Task details: Please copy all of the records exactly, leaving nothing out.

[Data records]
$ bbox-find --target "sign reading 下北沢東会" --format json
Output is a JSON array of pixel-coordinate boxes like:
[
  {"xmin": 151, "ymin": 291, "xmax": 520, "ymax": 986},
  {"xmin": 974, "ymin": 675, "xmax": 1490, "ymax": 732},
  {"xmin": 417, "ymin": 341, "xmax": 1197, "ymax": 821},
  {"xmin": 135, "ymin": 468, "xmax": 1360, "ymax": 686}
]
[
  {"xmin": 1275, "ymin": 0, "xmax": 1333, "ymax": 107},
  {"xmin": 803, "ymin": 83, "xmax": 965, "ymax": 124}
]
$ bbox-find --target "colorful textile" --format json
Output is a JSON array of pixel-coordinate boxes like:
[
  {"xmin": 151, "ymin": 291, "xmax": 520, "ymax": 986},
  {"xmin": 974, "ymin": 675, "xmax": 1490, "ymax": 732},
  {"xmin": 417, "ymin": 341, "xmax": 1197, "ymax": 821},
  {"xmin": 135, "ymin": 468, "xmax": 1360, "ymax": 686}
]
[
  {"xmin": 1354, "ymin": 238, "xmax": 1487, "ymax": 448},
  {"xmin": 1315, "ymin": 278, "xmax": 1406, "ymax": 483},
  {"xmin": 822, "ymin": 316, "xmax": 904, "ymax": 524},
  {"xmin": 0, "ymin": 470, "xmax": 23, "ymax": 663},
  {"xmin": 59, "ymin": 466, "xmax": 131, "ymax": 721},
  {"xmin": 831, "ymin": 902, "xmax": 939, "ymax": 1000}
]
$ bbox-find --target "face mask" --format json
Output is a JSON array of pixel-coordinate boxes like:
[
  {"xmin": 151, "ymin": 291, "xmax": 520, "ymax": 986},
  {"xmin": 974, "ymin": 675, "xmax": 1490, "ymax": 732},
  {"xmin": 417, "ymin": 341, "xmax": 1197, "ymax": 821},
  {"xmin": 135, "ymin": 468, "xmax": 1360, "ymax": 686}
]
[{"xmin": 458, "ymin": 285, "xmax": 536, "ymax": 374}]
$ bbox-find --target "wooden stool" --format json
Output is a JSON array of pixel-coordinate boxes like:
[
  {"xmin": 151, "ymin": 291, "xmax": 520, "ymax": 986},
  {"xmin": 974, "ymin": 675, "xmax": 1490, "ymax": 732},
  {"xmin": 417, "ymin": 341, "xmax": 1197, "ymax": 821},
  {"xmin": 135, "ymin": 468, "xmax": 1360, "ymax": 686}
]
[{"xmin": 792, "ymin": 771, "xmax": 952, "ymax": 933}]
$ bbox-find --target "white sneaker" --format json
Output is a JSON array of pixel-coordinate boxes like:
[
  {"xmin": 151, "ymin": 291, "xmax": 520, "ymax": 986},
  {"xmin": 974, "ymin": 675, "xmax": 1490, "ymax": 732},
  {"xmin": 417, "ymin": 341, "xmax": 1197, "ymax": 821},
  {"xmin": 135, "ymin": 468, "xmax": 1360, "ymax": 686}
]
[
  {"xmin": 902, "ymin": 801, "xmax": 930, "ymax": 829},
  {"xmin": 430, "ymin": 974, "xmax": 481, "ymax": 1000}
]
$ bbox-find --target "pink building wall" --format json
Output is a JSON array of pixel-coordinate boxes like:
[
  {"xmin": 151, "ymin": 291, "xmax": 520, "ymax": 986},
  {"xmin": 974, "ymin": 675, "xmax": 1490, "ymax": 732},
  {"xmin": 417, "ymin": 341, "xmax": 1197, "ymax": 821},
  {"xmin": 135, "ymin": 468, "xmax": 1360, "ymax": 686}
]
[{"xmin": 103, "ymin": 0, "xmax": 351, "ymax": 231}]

Result for this exercise:
$ bbox-find --target "sign reading 下北沢東会" --format json
Output is a JSON array of pixel-coordinate boxes like:
[
  {"xmin": 151, "ymin": 291, "xmax": 520, "ymax": 986},
  {"xmin": 974, "ymin": 675, "xmax": 1490, "ymax": 732},
  {"xmin": 417, "ymin": 341, "xmax": 1197, "ymax": 821},
  {"xmin": 135, "ymin": 468, "xmax": 1360, "ymax": 686}
]
[
  {"xmin": 1275, "ymin": 0, "xmax": 1333, "ymax": 107},
  {"xmin": 803, "ymin": 83, "xmax": 965, "ymax": 124}
]
$ bbox-find --target "colorful textile" --format json
Output is a JSON array of pixel-coordinate boxes like:
[
  {"xmin": 151, "ymin": 291, "xmax": 520, "ymax": 986},
  {"xmin": 974, "ymin": 675, "xmax": 1490, "ymax": 732},
  {"xmin": 417, "ymin": 341, "xmax": 1197, "ymax": 821},
  {"xmin": 135, "ymin": 468, "xmax": 1360, "ymax": 686}
]
[
  {"xmin": 1354, "ymin": 238, "xmax": 1487, "ymax": 448},
  {"xmin": 1315, "ymin": 278, "xmax": 1406, "ymax": 483},
  {"xmin": 822, "ymin": 316, "xmax": 904, "ymax": 524},
  {"xmin": 0, "ymin": 470, "xmax": 23, "ymax": 663},
  {"xmin": 59, "ymin": 466, "xmax": 131, "ymax": 721},
  {"xmin": 831, "ymin": 902, "xmax": 939, "ymax": 1000}
]
$ bbox-find --target "face mask" --format json
Output is a JSON array of pixel-coordinate boxes like:
[
  {"xmin": 151, "ymin": 291, "xmax": 520, "ymax": 986},
  {"xmin": 974, "ymin": 675, "xmax": 1490, "ymax": 732},
  {"xmin": 417, "ymin": 341, "xmax": 1197, "ymax": 821},
  {"xmin": 135, "ymin": 468, "xmax": 1360, "ymax": 686}
]
[{"xmin": 458, "ymin": 285, "xmax": 536, "ymax": 374}]
$ bbox-find --target "wooden stool" --format json
Output is a JSON array of pixel-coordinate boxes like:
[
  {"xmin": 151, "ymin": 291, "xmax": 520, "ymax": 986},
  {"xmin": 974, "ymin": 675, "xmax": 1490, "ymax": 732},
  {"xmin": 417, "ymin": 341, "xmax": 1197, "ymax": 821},
  {"xmin": 135, "ymin": 468, "xmax": 1360, "ymax": 686}
]
[{"xmin": 792, "ymin": 771, "xmax": 952, "ymax": 933}]
$ bbox-find --target "white sneaker" --format json
Output is a JSON array of pixel-coordinate boxes like:
[
  {"xmin": 151, "ymin": 291, "xmax": 520, "ymax": 986},
  {"xmin": 974, "ymin": 675, "xmax": 1490, "ymax": 732},
  {"xmin": 417, "ymin": 341, "xmax": 1197, "ymax": 821},
  {"xmin": 135, "ymin": 468, "xmax": 1360, "ymax": 686}
]
[
  {"xmin": 902, "ymin": 801, "xmax": 930, "ymax": 829},
  {"xmin": 430, "ymin": 974, "xmax": 481, "ymax": 1000}
]
$ bbox-find --target "pink building wall" --format json
Output is a JSON array of pixel-coordinate boxes like:
[
  {"xmin": 151, "ymin": 291, "xmax": 520, "ymax": 986},
  {"xmin": 974, "ymin": 675, "xmax": 1490, "ymax": 732},
  {"xmin": 417, "ymin": 341, "xmax": 1197, "ymax": 821},
  {"xmin": 135, "ymin": 468, "xmax": 1360, "ymax": 686}
]
[{"xmin": 103, "ymin": 0, "xmax": 351, "ymax": 231}]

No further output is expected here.